───── TEKSTGEDEELTE
Nijkerk presenteert historische canon
NIJKERK – De canon van de Nijkerkse geschiedenis is klaar. De Commissie Nijkerkse Canon presenteert hem maandagavond op de voorjaarsvergadering van de Stichting Oud Nijkerk.
Nijkerk voegt zich daarmee in de schare van tien Gelderse gemeenten die al een canon hebben. Al in 1997 kreeg Timo Ridder, van 1984 tot 2002 voorzitter van de Stichting Oud Nijkerk, het idee om een Nijkerkse canon op te stellen. „Maar pas nadat de canon van Nederland er was, ging de Commissie Nijkerkse Canon ermee aan de slag”, zegt hij.
De canon bestaat uit vijftig (digitale) ‘vensters’. De canon is een levend document dat om de vijf jaar kritisch tegen het licht wordt gehouden, aldus Saskia van den Berg, conservator van Museum Oud Nijkerk en mede-initiatiefnemer van de canon. Het kan best zijn dat de recente geschiedenis leidt tot een nieuw venster. Het aantal vijftig zal echter altijd gelijk blijven. „Anders heb je geen overzicht meer”, aldus Van den Berg.
──────────
OPDRACHT ▸ Vertaal deze zin uit de tekst over de Nijkerkse canon in het Engels: "Nijkerk voegt zich daarmee in de schare van tien Gelderse gemeenten die al een canon hebben."
───── AANGELEVERDE GEGEVENS
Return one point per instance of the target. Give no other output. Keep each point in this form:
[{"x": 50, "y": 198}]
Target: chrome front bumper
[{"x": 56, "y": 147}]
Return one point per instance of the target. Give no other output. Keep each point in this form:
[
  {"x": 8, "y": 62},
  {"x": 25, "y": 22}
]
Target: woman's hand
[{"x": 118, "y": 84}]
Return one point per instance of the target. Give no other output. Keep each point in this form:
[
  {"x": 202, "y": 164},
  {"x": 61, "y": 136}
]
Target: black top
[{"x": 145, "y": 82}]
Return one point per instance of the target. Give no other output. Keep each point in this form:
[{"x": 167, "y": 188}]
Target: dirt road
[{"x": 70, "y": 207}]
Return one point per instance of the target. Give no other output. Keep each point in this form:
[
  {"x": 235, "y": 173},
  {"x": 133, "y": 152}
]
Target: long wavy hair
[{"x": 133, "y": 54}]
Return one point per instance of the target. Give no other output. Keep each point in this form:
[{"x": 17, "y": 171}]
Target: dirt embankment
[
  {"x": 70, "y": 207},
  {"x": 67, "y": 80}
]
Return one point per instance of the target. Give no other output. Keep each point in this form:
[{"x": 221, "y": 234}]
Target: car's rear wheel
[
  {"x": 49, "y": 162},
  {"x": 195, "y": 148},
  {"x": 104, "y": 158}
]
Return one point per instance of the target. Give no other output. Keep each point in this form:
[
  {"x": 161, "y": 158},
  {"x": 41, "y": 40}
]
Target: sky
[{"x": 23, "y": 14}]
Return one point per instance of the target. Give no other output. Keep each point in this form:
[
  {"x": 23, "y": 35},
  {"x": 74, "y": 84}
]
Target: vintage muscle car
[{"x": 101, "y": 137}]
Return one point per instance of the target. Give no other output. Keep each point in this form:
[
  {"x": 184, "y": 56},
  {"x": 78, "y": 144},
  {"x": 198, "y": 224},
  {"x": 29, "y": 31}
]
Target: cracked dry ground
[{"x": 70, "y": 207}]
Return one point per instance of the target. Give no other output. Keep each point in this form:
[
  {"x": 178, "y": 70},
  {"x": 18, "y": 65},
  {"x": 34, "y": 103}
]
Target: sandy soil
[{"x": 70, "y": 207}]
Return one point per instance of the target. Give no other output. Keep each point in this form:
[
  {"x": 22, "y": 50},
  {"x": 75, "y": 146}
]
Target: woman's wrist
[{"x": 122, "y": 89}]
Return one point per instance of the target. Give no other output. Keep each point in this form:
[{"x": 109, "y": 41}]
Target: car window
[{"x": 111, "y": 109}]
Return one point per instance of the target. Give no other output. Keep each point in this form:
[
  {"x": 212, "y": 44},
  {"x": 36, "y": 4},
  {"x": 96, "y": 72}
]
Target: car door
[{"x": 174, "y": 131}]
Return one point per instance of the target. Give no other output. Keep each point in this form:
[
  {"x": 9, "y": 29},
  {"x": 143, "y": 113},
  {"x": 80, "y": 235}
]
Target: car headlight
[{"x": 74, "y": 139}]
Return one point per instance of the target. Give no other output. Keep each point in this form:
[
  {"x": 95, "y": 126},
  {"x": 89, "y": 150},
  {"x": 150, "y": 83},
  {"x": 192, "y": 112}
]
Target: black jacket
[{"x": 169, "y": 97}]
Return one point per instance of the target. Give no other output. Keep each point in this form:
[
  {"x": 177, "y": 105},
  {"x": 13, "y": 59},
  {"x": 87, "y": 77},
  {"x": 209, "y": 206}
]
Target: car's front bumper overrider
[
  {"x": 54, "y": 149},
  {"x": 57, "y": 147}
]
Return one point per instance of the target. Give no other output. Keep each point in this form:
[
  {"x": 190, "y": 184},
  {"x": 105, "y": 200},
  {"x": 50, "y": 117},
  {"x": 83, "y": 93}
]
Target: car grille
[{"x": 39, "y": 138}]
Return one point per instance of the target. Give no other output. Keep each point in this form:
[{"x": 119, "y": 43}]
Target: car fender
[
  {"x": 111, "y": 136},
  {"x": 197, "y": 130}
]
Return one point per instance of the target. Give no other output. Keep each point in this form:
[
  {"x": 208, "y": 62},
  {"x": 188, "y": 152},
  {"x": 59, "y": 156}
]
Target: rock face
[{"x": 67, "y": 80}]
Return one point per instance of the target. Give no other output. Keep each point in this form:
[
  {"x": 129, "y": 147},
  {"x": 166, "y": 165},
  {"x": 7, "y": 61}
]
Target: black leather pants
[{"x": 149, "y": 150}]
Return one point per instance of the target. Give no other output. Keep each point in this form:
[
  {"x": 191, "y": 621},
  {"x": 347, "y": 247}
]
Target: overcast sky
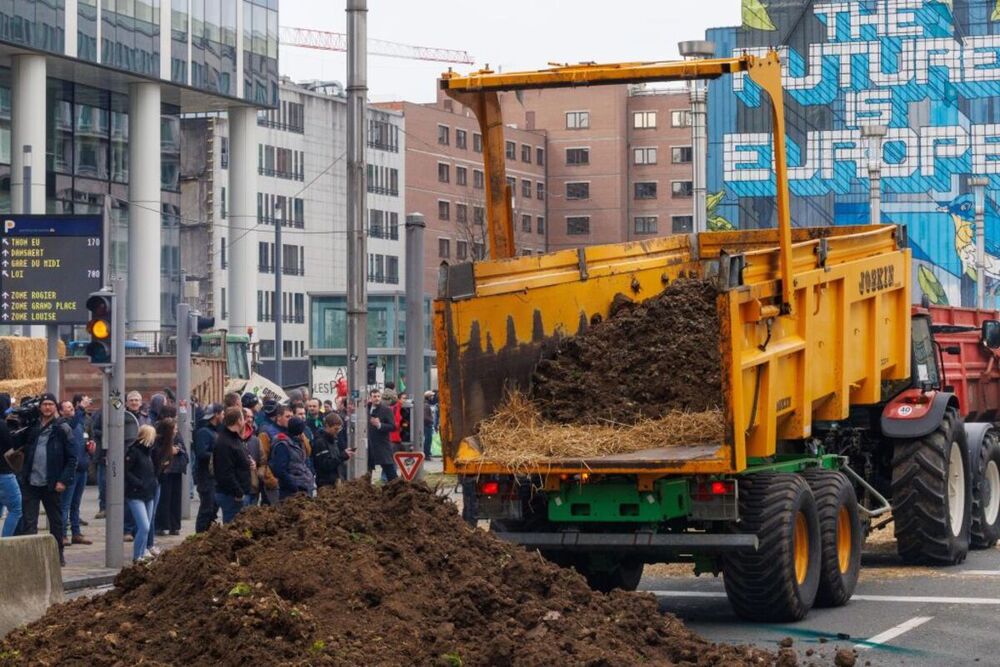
[{"x": 512, "y": 34}]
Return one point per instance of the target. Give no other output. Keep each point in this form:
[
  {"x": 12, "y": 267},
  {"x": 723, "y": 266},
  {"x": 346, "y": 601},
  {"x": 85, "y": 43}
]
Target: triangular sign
[{"x": 409, "y": 463}]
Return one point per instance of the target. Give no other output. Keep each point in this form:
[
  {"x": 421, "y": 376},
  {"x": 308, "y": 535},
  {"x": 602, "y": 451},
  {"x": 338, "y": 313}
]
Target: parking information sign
[{"x": 49, "y": 265}]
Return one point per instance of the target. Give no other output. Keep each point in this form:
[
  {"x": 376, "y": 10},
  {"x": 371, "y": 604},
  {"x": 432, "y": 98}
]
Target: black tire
[
  {"x": 625, "y": 575},
  {"x": 986, "y": 494},
  {"x": 839, "y": 518},
  {"x": 765, "y": 586},
  {"x": 926, "y": 531}
]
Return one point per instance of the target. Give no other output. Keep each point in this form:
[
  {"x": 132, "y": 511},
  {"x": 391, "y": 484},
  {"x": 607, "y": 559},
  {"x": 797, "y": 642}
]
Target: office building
[
  {"x": 301, "y": 174},
  {"x": 91, "y": 94}
]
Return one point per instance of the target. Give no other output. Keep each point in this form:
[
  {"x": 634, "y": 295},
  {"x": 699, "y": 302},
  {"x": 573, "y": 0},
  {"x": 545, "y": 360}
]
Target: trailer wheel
[
  {"x": 986, "y": 494},
  {"x": 840, "y": 536},
  {"x": 932, "y": 494},
  {"x": 780, "y": 580}
]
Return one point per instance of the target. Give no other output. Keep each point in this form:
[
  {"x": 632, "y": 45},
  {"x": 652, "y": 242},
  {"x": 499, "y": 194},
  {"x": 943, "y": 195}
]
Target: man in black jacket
[
  {"x": 381, "y": 423},
  {"x": 328, "y": 452},
  {"x": 49, "y": 467}
]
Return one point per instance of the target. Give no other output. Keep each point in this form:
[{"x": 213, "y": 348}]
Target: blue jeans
[
  {"x": 152, "y": 528},
  {"x": 230, "y": 506},
  {"x": 71, "y": 498},
  {"x": 142, "y": 514},
  {"x": 10, "y": 497}
]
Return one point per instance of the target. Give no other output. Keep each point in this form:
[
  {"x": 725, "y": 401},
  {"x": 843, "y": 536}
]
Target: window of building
[
  {"x": 577, "y": 156},
  {"x": 578, "y": 191},
  {"x": 681, "y": 189},
  {"x": 680, "y": 154},
  {"x": 392, "y": 269},
  {"x": 645, "y": 224},
  {"x": 644, "y": 120},
  {"x": 645, "y": 190},
  {"x": 644, "y": 155},
  {"x": 680, "y": 118},
  {"x": 577, "y": 120},
  {"x": 682, "y": 224},
  {"x": 577, "y": 225}
]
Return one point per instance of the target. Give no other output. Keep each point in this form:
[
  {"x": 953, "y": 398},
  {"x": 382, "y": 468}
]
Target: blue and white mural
[{"x": 928, "y": 70}]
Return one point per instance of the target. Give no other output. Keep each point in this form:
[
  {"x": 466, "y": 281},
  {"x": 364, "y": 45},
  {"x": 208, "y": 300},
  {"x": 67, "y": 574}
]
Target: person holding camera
[{"x": 49, "y": 469}]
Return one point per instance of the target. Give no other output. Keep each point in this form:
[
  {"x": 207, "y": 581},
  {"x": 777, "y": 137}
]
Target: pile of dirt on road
[
  {"x": 360, "y": 575},
  {"x": 646, "y": 360}
]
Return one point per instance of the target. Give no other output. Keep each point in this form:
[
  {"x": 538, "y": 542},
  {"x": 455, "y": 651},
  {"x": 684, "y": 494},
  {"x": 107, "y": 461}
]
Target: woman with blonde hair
[{"x": 140, "y": 487}]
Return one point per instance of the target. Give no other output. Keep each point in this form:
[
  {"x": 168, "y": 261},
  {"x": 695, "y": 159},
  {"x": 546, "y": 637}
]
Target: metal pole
[
  {"x": 26, "y": 208},
  {"x": 279, "y": 353},
  {"x": 874, "y": 134},
  {"x": 114, "y": 412},
  {"x": 415, "y": 325},
  {"x": 357, "y": 252},
  {"x": 979, "y": 184},
  {"x": 697, "y": 50},
  {"x": 184, "y": 395}
]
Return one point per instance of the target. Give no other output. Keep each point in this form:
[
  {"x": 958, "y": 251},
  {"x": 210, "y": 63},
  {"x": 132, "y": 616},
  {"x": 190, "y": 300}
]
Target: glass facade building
[
  {"x": 205, "y": 56},
  {"x": 386, "y": 334}
]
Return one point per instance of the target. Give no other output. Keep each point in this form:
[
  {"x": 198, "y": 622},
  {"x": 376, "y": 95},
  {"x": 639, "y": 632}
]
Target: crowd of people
[{"x": 244, "y": 452}]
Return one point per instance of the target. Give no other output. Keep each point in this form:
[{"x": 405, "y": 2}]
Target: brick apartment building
[
  {"x": 619, "y": 165},
  {"x": 446, "y": 183}
]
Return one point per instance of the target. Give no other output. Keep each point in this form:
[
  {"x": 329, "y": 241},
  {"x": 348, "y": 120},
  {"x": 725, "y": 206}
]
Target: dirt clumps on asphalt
[
  {"x": 642, "y": 362},
  {"x": 360, "y": 575}
]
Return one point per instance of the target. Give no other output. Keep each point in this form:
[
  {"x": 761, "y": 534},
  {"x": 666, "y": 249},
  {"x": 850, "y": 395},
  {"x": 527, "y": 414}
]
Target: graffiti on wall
[{"x": 912, "y": 66}]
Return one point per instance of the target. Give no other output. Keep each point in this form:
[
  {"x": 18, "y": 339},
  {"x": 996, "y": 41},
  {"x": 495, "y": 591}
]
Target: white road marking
[
  {"x": 893, "y": 632},
  {"x": 865, "y": 598}
]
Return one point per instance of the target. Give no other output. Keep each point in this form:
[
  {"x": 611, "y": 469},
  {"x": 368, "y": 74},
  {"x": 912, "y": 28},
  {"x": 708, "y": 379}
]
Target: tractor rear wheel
[
  {"x": 779, "y": 581},
  {"x": 840, "y": 535},
  {"x": 932, "y": 494},
  {"x": 986, "y": 494}
]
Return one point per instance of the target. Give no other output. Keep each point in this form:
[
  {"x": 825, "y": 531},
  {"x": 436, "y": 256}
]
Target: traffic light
[
  {"x": 100, "y": 349},
  {"x": 198, "y": 324}
]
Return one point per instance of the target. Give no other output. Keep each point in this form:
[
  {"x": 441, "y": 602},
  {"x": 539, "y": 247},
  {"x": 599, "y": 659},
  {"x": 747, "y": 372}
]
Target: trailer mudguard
[
  {"x": 974, "y": 434},
  {"x": 915, "y": 413}
]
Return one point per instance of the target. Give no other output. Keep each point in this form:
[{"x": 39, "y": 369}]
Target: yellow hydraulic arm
[{"x": 478, "y": 91}]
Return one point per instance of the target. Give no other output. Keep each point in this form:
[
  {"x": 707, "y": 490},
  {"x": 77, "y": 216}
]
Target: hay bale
[
  {"x": 20, "y": 388},
  {"x": 24, "y": 358},
  {"x": 517, "y": 436}
]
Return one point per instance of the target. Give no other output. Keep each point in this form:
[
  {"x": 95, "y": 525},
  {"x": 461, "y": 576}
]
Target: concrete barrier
[{"x": 30, "y": 579}]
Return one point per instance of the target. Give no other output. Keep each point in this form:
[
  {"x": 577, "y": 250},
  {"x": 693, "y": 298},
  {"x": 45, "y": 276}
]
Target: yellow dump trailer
[{"x": 824, "y": 423}]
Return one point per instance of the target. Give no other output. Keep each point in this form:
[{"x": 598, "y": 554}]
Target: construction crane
[{"x": 337, "y": 41}]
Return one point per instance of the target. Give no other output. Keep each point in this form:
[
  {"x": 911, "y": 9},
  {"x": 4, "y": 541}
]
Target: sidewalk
[{"x": 85, "y": 563}]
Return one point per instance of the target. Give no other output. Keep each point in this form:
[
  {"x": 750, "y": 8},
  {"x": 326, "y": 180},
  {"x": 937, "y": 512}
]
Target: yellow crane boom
[{"x": 479, "y": 92}]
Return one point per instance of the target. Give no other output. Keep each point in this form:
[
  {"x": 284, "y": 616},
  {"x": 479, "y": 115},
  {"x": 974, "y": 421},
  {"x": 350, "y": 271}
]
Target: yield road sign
[{"x": 409, "y": 463}]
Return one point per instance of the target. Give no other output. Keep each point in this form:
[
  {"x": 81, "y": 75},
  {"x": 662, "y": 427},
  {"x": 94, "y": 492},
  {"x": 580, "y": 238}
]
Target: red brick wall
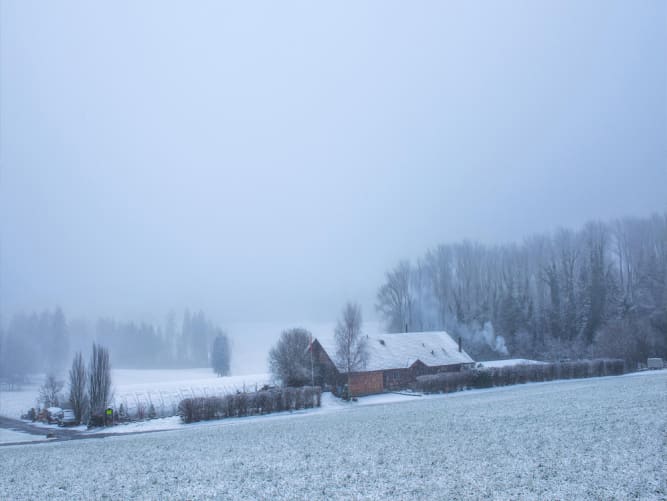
[{"x": 366, "y": 383}]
──────────
ANTWOORD ▸ Nijkerk thereby joins the ranks of ten Gelderland municipalities that already have a canon.